■ WRITTEN PROBLEM
Copy, word for word, every line from the one containing "(b) Give the bounding box that tightly covers the red car." down to the one containing "[62,186,73,198]", including both of those lines. Leave the pictures out of your answer.

■ EXTRACTED ENTRIES
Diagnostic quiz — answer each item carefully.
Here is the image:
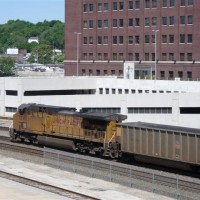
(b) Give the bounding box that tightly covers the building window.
[169,71,174,79]
[151,53,156,61]
[145,35,150,43]
[181,0,185,6]
[113,2,117,10]
[103,19,108,28]
[128,18,133,26]
[135,0,140,9]
[119,53,124,60]
[169,35,174,44]
[180,16,185,25]
[89,36,93,44]
[96,69,101,75]
[151,35,155,44]
[145,0,150,8]
[111,70,115,76]
[145,17,150,26]
[135,53,140,61]
[113,19,117,28]
[169,0,175,7]
[135,18,140,26]
[89,4,94,12]
[89,69,92,75]
[113,36,117,44]
[128,1,133,10]
[103,53,108,60]
[180,53,185,61]
[187,53,192,61]
[188,15,193,24]
[97,36,102,44]
[6,90,18,96]
[128,53,133,61]
[160,71,165,79]
[89,53,93,60]
[118,89,122,94]
[83,20,87,28]
[162,35,167,44]
[103,36,108,44]
[83,4,88,12]
[98,20,102,28]
[104,3,109,11]
[119,1,124,10]
[178,71,183,78]
[128,36,133,44]
[145,53,149,61]
[152,0,157,8]
[83,37,87,44]
[152,17,157,26]
[99,88,103,94]
[119,19,124,27]
[180,34,185,44]
[119,36,124,44]
[113,53,117,60]
[187,34,192,43]
[6,107,17,113]
[188,0,193,6]
[135,35,140,44]
[89,20,94,28]
[162,53,167,61]
[98,3,102,12]
[162,17,167,26]
[169,53,174,61]
[169,16,174,26]
[83,53,87,60]
[187,72,192,79]
[162,0,167,8]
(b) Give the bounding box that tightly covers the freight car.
[117,122,200,171]
[10,104,126,158]
[10,104,200,171]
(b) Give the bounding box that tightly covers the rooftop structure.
[0,76,200,128]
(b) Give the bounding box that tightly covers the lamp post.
[152,30,159,80]
[74,32,81,76]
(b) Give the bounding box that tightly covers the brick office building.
[65,0,200,80]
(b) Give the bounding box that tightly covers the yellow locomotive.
[10,104,126,158]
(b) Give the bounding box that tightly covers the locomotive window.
[6,90,18,96]
[180,107,200,114]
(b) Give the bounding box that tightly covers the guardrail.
[44,148,200,200]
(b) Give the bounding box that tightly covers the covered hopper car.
[10,104,200,171]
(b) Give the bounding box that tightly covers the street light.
[152,30,159,80]
[74,32,81,76]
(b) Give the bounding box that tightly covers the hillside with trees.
[0,20,64,63]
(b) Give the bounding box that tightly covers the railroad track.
[0,171,99,200]
[0,129,200,199]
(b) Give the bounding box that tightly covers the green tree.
[0,57,15,76]
[55,55,64,63]
[0,20,64,57]
[29,44,53,64]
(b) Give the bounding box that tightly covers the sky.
[0,0,65,24]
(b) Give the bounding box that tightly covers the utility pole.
[152,30,159,80]
[74,32,81,76]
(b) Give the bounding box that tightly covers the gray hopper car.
[117,122,200,171]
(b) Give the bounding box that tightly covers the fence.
[44,148,200,200]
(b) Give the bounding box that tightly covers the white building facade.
[0,77,200,128]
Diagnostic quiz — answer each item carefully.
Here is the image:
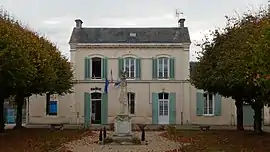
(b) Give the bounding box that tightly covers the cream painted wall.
[28,94,76,124]
[72,48,189,80]
[29,45,190,124]
[190,86,236,125]
[75,82,189,124]
[190,86,270,125]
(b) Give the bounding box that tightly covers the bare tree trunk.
[252,101,263,133]
[14,95,24,129]
[235,99,244,131]
[0,99,5,133]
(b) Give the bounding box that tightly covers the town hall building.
[20,18,269,125]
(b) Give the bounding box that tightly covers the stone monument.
[112,71,133,141]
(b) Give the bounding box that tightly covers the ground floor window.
[4,101,26,124]
[46,93,58,116]
[203,93,214,115]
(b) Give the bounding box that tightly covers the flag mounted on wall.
[104,78,110,93]
[114,81,121,87]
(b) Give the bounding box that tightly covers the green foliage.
[0,7,73,128]
[191,8,270,104]
[0,8,73,97]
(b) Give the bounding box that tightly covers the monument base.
[112,114,134,142]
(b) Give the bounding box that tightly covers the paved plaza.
[62,132,181,152]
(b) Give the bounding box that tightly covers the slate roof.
[69,27,191,43]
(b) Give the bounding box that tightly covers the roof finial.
[175,9,186,27]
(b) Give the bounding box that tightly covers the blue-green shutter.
[102,57,108,80]
[118,57,124,78]
[84,57,91,79]
[169,92,176,124]
[101,93,108,125]
[214,94,221,116]
[152,58,157,79]
[152,93,158,124]
[136,58,142,79]
[170,57,175,80]
[196,92,204,116]
[84,92,92,128]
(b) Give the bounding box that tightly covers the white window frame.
[127,92,136,115]
[90,56,103,80]
[158,92,170,116]
[203,92,215,116]
[157,57,170,80]
[123,57,136,80]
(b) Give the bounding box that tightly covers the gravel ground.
[65,132,181,152]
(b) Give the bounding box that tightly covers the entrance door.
[91,92,101,124]
[158,93,169,124]
[243,103,254,126]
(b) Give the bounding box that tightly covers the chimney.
[75,19,83,29]
[178,18,186,27]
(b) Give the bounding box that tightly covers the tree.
[0,12,37,132]
[191,11,270,132]
[15,33,73,128]
[0,8,73,132]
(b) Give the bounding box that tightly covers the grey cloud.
[0,0,267,60]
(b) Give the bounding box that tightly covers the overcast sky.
[0,0,267,60]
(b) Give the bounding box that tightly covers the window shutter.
[214,94,221,116]
[152,58,157,79]
[102,57,108,80]
[84,92,91,128]
[152,93,158,124]
[196,92,204,116]
[101,93,108,125]
[169,92,176,124]
[136,58,141,79]
[170,57,175,80]
[118,57,124,78]
[84,57,91,79]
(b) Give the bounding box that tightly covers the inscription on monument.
[116,121,130,134]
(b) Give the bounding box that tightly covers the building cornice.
[76,43,189,48]
[74,80,190,84]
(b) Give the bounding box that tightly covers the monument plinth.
[112,72,133,141]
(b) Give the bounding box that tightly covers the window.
[203,93,214,115]
[124,57,136,79]
[46,93,57,116]
[128,92,135,114]
[158,93,169,116]
[91,57,101,79]
[158,57,169,79]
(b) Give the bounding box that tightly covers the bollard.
[103,127,107,139]
[141,128,145,141]
[99,129,102,141]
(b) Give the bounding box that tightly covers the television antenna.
[175,9,184,20]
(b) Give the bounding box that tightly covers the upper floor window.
[203,93,215,115]
[124,57,136,79]
[158,57,169,79]
[46,93,57,116]
[91,57,102,79]
[84,57,108,79]
[152,57,175,79]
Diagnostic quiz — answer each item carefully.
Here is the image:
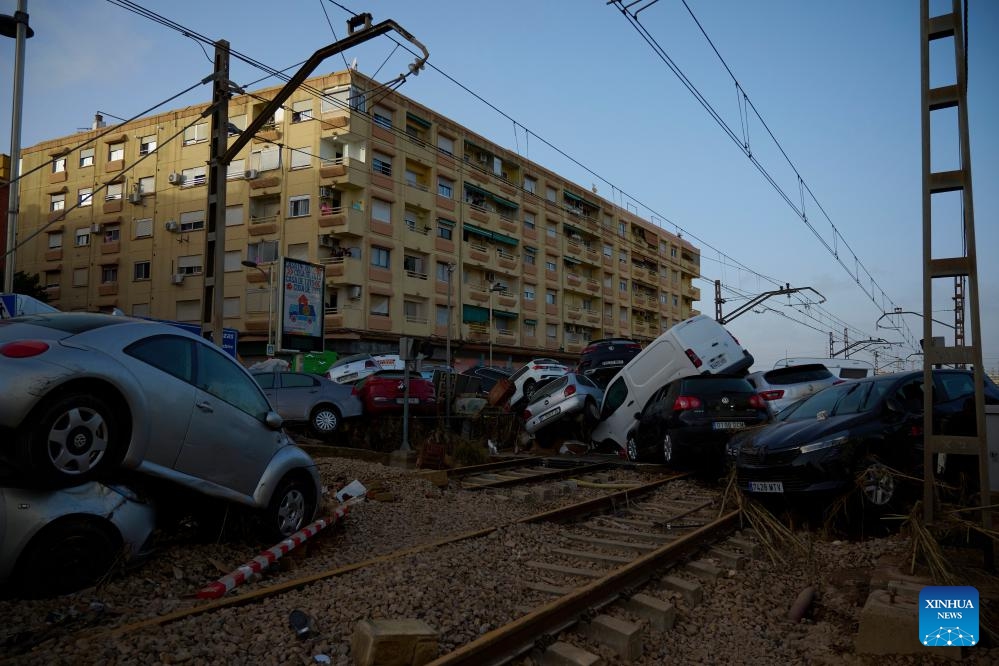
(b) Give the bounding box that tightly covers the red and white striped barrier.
[197,504,348,599]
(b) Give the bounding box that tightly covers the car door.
[177,342,286,497]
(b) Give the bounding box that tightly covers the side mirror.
[264,412,284,430]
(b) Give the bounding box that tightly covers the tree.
[14,271,49,303]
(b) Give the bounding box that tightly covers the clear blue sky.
[0,0,999,369]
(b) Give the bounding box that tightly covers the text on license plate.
[749,481,784,493]
[538,407,562,423]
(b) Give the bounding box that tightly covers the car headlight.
[801,435,847,453]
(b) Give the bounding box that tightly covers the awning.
[406,111,430,129]
[461,305,489,324]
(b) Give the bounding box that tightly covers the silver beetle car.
[0,312,321,538]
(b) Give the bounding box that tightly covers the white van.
[592,315,753,450]
[774,356,874,379]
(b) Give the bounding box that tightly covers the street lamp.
[487,282,506,367]
[240,261,274,356]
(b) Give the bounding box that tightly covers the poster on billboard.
[278,257,326,352]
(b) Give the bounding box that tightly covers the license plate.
[538,407,562,423]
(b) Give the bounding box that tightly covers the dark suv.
[628,375,770,470]
[576,338,642,388]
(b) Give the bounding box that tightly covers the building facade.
[11,70,700,365]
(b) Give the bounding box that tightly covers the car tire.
[260,476,316,543]
[309,405,342,439]
[11,516,122,599]
[16,393,127,487]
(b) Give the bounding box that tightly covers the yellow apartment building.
[16,70,700,366]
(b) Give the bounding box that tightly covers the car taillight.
[0,340,49,358]
[673,395,701,412]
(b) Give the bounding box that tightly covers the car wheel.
[17,393,126,485]
[11,517,121,598]
[261,477,316,542]
[309,405,340,437]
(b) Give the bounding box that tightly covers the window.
[132,261,149,280]
[183,166,205,187]
[290,146,312,169]
[437,134,454,155]
[225,204,243,227]
[371,152,392,176]
[371,106,392,129]
[291,99,312,123]
[180,210,205,232]
[371,199,392,224]
[139,134,156,155]
[288,194,309,217]
[371,245,391,269]
[132,217,153,238]
[184,123,208,146]
[437,261,454,283]
[73,268,90,287]
[177,254,202,275]
[437,176,454,199]
[250,146,281,171]
[246,241,277,264]
[223,250,243,273]
[437,220,454,240]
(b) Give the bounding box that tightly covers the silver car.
[0,312,321,538]
[252,372,362,438]
[0,481,156,597]
[523,372,604,435]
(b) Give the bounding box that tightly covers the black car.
[576,338,642,388]
[628,375,770,470]
[729,369,999,506]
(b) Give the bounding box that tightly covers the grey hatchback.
[252,372,362,437]
[0,312,322,538]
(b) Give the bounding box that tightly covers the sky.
[0,0,999,371]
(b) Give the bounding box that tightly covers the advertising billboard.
[278,257,326,352]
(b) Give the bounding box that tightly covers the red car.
[354,370,437,414]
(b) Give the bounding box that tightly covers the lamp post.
[487,282,506,368]
[241,261,274,356]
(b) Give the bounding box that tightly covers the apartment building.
[11,70,700,365]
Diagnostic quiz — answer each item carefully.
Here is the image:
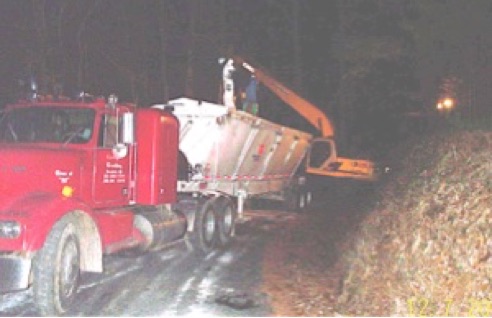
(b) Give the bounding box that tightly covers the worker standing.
[222,59,236,109]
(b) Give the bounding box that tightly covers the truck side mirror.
[120,113,135,144]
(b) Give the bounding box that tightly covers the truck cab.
[0,96,186,315]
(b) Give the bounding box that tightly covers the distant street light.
[436,97,455,111]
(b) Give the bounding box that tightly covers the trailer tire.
[190,199,217,254]
[215,197,237,247]
[32,215,80,316]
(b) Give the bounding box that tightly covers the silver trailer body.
[154,98,312,198]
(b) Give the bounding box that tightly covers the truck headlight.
[0,221,21,239]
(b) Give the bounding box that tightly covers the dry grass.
[264,132,492,316]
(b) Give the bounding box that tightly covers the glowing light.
[62,186,73,198]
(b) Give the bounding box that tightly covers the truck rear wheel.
[215,197,236,246]
[33,216,80,316]
[191,199,217,253]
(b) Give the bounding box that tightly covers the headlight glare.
[0,221,21,239]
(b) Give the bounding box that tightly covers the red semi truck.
[0,96,236,315]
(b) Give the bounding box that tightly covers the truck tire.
[214,197,237,247]
[190,199,217,254]
[33,216,80,316]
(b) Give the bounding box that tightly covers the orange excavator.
[233,56,376,181]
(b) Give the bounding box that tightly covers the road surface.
[0,210,297,316]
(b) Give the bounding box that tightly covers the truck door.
[92,111,133,207]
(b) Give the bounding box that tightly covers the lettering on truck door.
[93,114,131,207]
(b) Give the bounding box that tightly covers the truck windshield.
[0,106,95,144]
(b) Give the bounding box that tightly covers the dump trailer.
[154,97,320,216]
[233,56,377,182]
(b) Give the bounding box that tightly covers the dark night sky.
[0,0,492,154]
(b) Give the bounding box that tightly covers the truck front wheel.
[33,216,80,316]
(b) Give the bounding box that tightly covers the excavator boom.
[232,56,376,181]
[234,57,335,137]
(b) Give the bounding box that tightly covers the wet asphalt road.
[0,210,297,316]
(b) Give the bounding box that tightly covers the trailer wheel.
[33,216,80,316]
[215,197,236,246]
[191,200,217,253]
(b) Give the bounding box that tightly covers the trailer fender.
[11,193,102,272]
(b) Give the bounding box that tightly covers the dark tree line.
[0,0,492,156]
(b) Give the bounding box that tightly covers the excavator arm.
[234,57,335,137]
[233,56,376,181]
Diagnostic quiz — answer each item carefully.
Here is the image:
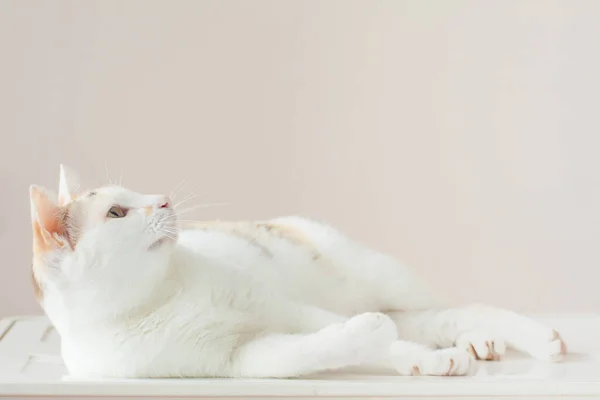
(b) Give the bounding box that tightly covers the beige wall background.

■ EXERCISE SOLUTION
(b) Give the bounding box that tightly covers the red car.
[354,370,437,414]
(b) Give the bounding box that tightly covers the lamp post.
[487,282,506,368]
[241,261,274,356]
(b) Give the bounding box that tightly covers the apartment building.
[11,70,700,365]
Diagnostic quiz — answer each item carefully.
Here is the image:
(b) Give the bounding box that tightly covers the worker standing.
[222,59,236,109]
(b) Give the bounding box that tightly covers the truck side mirror.
[120,113,135,144]
(b) Give the bounding box that tightly covers the truck cab.
[0,96,186,315]
(b) Give the bounding box that tightly covers the distant street light.
[436,97,455,111]
(b) Give the bounding box that tightly covers the trailer tire.
[190,199,217,254]
[215,197,237,247]
[32,215,80,316]
(b) Give the bounding box that tightly covers the silver trailer body.
[154,98,312,198]
(b) Give the bounding box that tightly covers the truck headlight.
[0,221,21,239]
(b) Give the bounding box that tightly covers the dry grass.
[264,132,492,316]
(b) Give the bounding box that tightly covers the glowing light.
[62,186,73,198]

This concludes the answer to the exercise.